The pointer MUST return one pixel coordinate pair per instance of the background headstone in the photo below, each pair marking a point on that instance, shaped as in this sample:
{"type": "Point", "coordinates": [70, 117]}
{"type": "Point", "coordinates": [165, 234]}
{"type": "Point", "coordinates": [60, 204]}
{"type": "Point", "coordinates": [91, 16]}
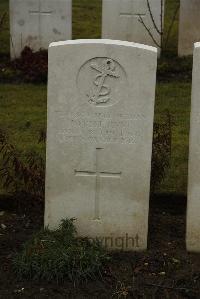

##########

# EXERCISE DIRECTIONS:
Everything above except the pictures must be restated exactly.

# RESULT OF THE TASK:
The pointer MUST return one pixel coordinate pair per instance of the background headstone in the photo below, each pair marking a point on that instance, shaped as in this sample:
{"type": "Point", "coordinates": [70, 117]}
{"type": "Point", "coordinates": [165, 234]}
{"type": "Point", "coordinates": [60, 204]}
{"type": "Point", "coordinates": [91, 16]}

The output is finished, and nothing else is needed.